─── DATASET
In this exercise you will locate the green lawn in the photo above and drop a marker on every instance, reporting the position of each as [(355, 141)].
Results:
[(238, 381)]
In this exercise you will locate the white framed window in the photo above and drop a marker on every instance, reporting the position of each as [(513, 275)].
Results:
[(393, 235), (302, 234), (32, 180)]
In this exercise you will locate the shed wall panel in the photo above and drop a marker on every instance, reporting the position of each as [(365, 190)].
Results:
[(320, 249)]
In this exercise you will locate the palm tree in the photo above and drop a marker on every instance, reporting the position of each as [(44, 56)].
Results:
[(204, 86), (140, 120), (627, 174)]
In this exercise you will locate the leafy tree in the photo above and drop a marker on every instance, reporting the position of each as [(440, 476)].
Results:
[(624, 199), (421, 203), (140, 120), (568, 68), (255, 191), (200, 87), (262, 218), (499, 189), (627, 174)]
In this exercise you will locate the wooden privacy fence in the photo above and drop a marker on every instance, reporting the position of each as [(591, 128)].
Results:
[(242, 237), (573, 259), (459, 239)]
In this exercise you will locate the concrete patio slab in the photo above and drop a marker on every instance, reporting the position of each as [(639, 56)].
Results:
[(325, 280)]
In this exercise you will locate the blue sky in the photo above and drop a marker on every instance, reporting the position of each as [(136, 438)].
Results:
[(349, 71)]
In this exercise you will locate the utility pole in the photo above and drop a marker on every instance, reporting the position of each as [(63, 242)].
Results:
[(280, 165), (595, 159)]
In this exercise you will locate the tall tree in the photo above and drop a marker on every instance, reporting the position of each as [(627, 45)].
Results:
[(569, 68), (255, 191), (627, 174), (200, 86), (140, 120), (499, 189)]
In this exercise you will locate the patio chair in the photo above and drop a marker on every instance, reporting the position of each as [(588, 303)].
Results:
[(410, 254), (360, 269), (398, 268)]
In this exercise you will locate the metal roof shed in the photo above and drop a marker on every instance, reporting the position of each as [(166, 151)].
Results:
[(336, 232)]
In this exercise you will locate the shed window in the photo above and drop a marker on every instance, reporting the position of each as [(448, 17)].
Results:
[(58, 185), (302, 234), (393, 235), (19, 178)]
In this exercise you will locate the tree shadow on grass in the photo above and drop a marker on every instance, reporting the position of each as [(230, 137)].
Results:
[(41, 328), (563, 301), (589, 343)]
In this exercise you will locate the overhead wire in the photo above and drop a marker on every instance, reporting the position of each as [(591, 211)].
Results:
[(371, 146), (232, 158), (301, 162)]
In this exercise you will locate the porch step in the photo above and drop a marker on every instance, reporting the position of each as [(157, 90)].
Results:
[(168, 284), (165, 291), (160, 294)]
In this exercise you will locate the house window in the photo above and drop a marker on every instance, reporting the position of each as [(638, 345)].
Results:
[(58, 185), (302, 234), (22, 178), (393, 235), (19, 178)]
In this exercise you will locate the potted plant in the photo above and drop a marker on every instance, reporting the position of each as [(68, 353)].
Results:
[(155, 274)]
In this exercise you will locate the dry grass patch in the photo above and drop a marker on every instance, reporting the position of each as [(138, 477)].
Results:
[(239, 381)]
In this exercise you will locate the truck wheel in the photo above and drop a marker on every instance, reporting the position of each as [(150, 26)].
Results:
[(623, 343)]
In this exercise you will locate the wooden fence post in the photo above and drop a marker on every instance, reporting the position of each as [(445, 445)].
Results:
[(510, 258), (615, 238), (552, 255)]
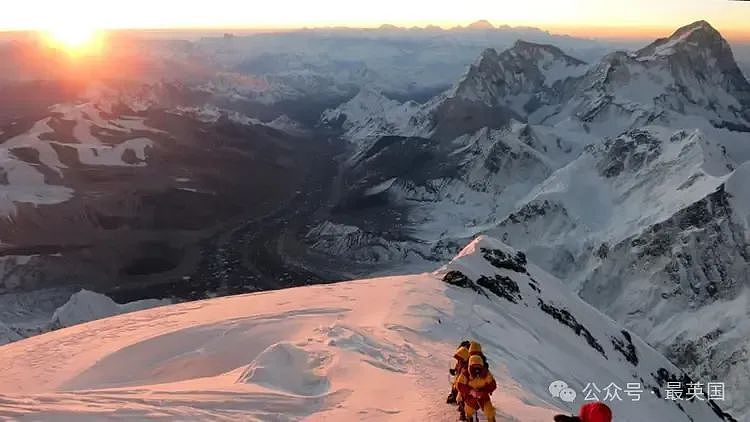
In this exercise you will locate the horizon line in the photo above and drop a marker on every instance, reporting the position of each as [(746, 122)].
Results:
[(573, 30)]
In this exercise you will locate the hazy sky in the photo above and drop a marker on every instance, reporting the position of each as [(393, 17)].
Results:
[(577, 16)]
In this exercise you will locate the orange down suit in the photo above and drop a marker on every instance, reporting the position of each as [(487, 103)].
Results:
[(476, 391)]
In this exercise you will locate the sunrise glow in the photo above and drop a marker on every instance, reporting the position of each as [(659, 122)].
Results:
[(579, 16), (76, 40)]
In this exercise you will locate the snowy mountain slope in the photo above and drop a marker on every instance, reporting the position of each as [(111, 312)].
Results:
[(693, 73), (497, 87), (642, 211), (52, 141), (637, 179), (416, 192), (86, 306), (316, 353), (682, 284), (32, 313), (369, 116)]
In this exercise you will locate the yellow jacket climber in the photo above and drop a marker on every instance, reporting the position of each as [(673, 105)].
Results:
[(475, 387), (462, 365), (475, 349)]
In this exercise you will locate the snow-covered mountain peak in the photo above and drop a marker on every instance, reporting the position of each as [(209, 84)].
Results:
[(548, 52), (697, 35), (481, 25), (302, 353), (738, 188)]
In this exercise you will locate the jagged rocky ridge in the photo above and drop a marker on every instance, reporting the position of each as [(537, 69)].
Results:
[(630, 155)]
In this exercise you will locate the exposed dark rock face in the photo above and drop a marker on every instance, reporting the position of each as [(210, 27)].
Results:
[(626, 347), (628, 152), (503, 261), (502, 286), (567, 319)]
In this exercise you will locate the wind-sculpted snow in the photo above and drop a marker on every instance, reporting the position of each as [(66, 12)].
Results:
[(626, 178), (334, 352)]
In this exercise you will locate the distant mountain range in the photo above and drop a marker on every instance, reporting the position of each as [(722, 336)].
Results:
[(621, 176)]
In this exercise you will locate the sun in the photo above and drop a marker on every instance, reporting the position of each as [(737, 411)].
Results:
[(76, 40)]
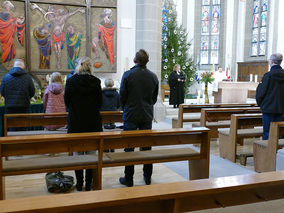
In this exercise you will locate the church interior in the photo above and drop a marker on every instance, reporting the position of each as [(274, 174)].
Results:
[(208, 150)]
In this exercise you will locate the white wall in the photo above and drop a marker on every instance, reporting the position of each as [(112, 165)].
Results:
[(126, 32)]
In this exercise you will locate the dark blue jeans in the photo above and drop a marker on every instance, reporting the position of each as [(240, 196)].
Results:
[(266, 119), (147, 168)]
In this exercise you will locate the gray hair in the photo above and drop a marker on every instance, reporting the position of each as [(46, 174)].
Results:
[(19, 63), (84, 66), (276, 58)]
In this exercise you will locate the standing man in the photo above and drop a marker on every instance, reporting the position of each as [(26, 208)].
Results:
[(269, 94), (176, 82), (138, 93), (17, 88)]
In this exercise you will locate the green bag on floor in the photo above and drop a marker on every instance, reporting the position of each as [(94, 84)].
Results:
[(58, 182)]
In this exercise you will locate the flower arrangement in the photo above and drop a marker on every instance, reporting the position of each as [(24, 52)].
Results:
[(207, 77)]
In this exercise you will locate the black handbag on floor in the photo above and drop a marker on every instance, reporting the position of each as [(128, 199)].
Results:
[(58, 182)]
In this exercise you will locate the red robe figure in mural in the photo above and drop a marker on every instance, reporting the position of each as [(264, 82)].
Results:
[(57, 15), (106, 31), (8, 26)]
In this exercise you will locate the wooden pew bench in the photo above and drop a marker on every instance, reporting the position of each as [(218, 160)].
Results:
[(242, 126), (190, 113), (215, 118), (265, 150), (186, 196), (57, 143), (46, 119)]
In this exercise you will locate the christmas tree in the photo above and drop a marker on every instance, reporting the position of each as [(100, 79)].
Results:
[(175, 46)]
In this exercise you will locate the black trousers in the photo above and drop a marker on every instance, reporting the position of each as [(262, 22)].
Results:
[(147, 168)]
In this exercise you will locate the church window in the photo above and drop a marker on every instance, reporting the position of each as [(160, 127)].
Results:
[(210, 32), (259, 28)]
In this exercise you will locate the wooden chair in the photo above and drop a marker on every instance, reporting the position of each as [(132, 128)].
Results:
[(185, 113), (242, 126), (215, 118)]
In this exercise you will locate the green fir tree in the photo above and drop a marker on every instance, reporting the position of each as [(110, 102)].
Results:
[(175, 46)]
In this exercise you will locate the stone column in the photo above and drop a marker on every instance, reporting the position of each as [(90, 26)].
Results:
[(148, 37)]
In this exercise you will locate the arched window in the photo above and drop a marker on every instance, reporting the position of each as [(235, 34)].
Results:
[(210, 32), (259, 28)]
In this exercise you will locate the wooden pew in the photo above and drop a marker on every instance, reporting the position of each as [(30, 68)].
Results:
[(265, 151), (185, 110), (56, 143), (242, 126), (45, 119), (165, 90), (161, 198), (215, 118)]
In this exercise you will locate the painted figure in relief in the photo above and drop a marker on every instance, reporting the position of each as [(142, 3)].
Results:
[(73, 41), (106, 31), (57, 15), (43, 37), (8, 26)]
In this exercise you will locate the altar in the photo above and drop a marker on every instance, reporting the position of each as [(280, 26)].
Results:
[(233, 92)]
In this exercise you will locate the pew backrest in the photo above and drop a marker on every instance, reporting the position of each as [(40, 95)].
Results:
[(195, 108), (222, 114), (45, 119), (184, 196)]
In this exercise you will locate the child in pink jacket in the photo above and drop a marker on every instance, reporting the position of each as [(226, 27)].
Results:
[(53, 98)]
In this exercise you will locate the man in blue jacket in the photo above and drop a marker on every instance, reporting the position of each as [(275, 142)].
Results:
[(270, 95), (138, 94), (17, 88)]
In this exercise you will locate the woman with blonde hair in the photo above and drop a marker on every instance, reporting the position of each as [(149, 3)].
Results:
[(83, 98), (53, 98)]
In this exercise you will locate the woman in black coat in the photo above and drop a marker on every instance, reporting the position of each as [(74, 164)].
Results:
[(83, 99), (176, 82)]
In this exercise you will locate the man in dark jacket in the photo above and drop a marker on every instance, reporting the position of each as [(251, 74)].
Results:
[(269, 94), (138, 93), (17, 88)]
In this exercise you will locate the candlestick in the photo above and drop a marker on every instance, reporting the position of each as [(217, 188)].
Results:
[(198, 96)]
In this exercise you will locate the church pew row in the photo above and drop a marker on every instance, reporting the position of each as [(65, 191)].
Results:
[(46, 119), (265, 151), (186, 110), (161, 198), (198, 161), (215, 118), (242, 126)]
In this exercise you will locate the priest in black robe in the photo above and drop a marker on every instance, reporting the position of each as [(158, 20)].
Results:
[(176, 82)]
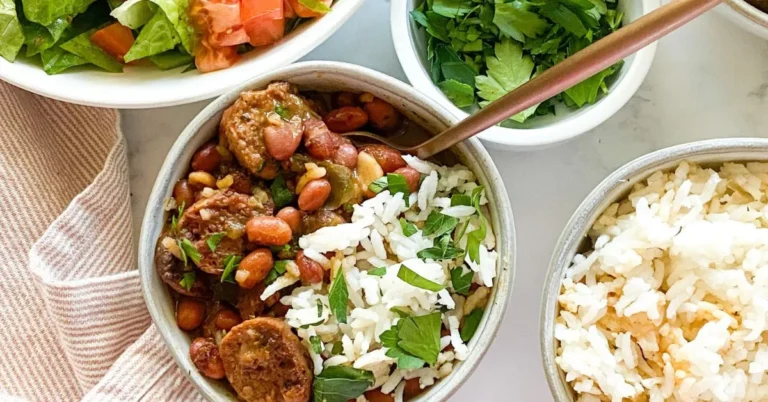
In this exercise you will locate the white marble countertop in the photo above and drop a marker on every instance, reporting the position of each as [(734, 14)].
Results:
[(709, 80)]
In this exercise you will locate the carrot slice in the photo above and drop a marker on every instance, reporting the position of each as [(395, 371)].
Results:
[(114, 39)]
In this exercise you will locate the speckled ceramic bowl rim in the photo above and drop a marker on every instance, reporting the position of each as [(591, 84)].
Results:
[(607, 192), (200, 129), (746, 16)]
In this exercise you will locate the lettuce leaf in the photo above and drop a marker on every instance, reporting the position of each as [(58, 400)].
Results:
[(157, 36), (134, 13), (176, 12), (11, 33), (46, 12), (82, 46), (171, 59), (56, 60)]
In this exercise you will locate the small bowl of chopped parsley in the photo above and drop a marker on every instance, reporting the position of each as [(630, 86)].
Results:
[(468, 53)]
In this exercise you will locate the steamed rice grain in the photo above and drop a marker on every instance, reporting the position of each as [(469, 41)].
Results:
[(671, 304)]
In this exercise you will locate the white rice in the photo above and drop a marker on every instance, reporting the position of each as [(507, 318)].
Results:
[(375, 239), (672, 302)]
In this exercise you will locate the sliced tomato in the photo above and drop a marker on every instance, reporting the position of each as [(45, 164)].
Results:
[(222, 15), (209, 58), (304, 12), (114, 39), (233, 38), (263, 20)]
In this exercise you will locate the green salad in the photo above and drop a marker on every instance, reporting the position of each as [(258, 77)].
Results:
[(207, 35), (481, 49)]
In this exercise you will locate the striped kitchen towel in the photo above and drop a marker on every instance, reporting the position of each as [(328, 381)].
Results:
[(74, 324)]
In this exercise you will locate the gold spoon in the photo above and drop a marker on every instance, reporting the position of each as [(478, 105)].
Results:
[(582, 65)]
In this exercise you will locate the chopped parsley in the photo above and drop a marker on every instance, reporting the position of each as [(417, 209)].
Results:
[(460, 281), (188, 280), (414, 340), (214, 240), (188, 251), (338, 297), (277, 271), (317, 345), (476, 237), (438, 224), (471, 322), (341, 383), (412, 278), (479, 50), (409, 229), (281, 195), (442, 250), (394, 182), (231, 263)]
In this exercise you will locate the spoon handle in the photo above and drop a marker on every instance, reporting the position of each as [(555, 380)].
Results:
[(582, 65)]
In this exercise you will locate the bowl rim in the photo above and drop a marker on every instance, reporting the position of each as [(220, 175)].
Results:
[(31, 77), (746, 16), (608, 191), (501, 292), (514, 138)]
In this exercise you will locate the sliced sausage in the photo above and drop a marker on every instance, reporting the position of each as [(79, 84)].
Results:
──────
__PROBLEM TO WORK ON__.
Which lines of the records above contain the word "grass"? Copy each of them.

__TASK OUTPUT__.
In this exercise you will locate the tree shadow on grass in the photo above and drop a marker on every instance, reporting the position of each as [(230, 137)].
In this exercise you will locate the dry grass patch in the photo above and drop a marker on every instance, reporting the position of each as [(138, 477)].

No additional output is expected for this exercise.